(Records from a collection)
****************************************

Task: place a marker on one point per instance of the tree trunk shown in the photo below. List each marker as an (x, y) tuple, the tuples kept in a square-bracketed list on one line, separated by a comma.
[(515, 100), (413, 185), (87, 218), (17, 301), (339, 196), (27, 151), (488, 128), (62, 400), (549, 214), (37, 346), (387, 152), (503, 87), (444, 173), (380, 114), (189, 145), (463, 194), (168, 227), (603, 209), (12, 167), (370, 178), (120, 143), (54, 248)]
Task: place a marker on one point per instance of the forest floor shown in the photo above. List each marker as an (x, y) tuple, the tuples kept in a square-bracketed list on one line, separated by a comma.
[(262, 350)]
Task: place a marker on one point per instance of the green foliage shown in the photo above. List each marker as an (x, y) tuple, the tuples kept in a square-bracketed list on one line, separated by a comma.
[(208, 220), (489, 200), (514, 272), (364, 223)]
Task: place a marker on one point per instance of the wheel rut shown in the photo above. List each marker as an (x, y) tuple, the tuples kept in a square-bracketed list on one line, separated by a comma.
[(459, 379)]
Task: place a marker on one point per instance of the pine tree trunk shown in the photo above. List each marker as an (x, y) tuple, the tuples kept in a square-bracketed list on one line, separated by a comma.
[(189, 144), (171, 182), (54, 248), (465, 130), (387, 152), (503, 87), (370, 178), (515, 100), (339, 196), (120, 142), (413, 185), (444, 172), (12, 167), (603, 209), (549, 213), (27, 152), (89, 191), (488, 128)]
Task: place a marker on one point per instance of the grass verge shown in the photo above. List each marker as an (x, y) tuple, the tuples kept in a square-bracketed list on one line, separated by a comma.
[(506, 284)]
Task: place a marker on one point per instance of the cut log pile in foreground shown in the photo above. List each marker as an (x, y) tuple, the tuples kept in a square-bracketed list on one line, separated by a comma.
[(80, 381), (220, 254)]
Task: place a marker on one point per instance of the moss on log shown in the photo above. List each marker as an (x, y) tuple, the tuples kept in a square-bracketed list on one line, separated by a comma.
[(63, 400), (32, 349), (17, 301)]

****************************************

Exercise task: Edit the lines above so that every "marker" becomes "pin", and leave everything else unchanged.

Correct output:
Task: place a pin on one point per instance of the tree trunk shown in the photo below. List each pin as an (x, y) tuple, the tuples kept in a square-bracketed list on one line, separated by a comma.
[(515, 100), (413, 185), (87, 218), (17, 301), (339, 196), (27, 151), (488, 128), (62, 400), (549, 214), (37, 346), (387, 152), (503, 87), (444, 173), (380, 114), (189, 145), (463, 194), (168, 227), (603, 209), (12, 167), (370, 178), (120, 143), (54, 248)]
Task: place a pin on one point per instance of the forest floor shown in the photo above. List each pin as an (x, y) tuple, the tuples kept in a square-bracketed list on one line, separated by a comma.
[(262, 350)]
Task: place a pin on one point per instance of the green foliage shown in the photo above. List each pin as an (x, y) tuple, the tuples kept in a square-bracketed list on one line, separated by a comma.
[(208, 220), (489, 200), (514, 272), (364, 223)]
Task: place a pin on one point per instance of the wheel rut shown in the photo above. List each pin as an (x, y) tuple, the tuples kept in a square-bracketed list on one line, separated by a comma.
[(459, 379)]
Task: place a pin on one point per instance of the pine tree trunk shown in the photo above. List each pin as an (x, y) tuple, the tuples kept in a square-bracketed list on one line, separated by a comma.
[(189, 144), (171, 182), (54, 248), (465, 130), (387, 152), (503, 87), (370, 178), (515, 100), (339, 196), (120, 142), (413, 185), (444, 172), (12, 167), (603, 209), (549, 213), (27, 152), (89, 191), (488, 128)]
Task: place a pin on one point per instance of the grass verge shown in the photo above. List each pin as an (x, y) tuple, the tuples kept in a square-bracketed list on one line, separated by a comma.
[(506, 284)]
Task: place a pin on one point per instance of the cut log pile in foreground shown in the photo above. List each pin as an (x, y) tuple, the tuples kept in a square-bracketed list on one line, separated by a comma.
[(80, 381), (220, 254)]
Task: place a pin on one point per instance of the moss on log shown in the photo above. List each pin as an (x, y) tuple, the tuples kept in a square-bracketed list on one line, separated by a comma.
[(63, 400), (32, 349), (17, 301)]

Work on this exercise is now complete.